— 課題 —
以下のエントリから、「camouflage」という語を含む行をすべて抜き出してください。

— 演習用データ —

━━━━━━━━

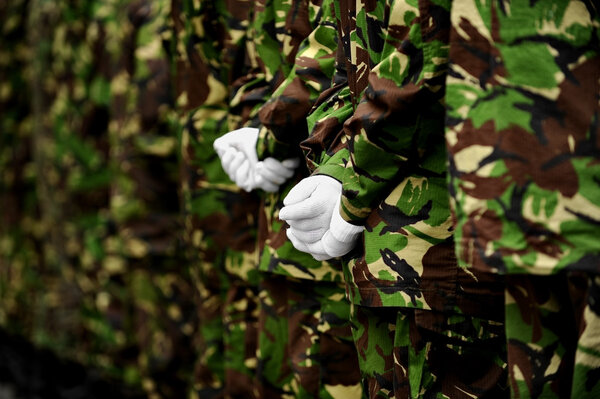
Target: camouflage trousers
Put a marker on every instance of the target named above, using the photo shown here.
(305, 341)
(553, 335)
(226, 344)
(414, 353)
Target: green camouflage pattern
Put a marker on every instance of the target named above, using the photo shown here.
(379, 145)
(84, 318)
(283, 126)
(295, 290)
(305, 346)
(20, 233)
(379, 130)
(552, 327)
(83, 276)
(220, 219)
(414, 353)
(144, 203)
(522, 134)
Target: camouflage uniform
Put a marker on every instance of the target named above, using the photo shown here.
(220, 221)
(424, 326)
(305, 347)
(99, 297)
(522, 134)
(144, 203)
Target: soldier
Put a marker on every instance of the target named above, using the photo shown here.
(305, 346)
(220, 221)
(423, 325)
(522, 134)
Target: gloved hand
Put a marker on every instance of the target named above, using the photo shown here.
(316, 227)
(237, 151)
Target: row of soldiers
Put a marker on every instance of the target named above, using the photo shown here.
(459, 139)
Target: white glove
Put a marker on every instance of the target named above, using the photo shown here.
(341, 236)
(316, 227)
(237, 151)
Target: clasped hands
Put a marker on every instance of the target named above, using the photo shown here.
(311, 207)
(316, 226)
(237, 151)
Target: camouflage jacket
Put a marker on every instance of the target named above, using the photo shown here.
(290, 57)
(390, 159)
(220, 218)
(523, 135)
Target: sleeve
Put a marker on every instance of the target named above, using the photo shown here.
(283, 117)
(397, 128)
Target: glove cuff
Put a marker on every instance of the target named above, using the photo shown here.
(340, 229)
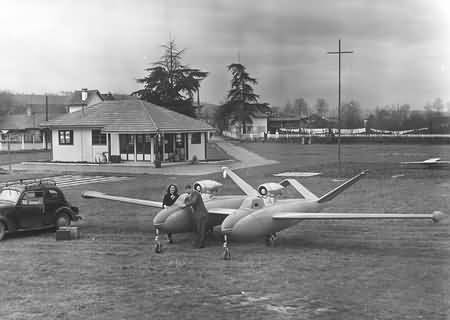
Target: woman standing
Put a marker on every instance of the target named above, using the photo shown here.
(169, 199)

━━━━━━━━

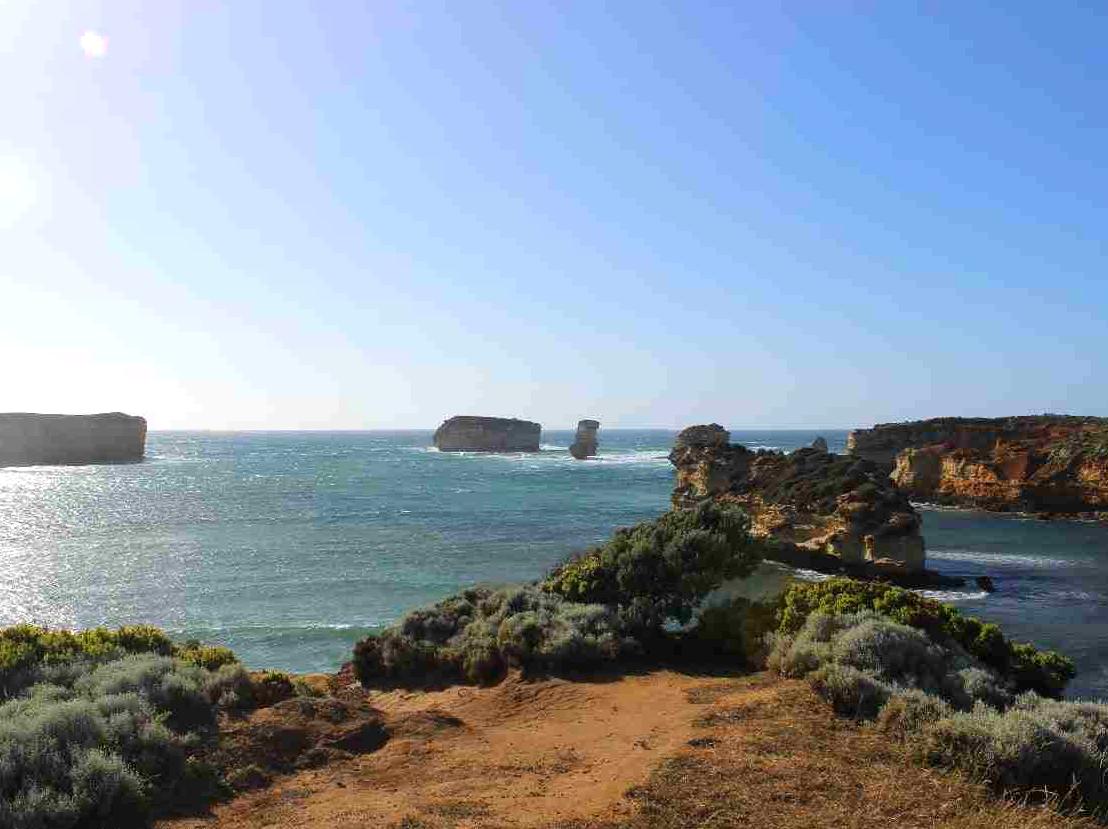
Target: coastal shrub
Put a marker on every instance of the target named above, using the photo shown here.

━━━━━━━━

— 完成版 —
Target: camouflage trousers
Target: green camouflage pattern
Target: camouflage uniform
Target: camouflage jacket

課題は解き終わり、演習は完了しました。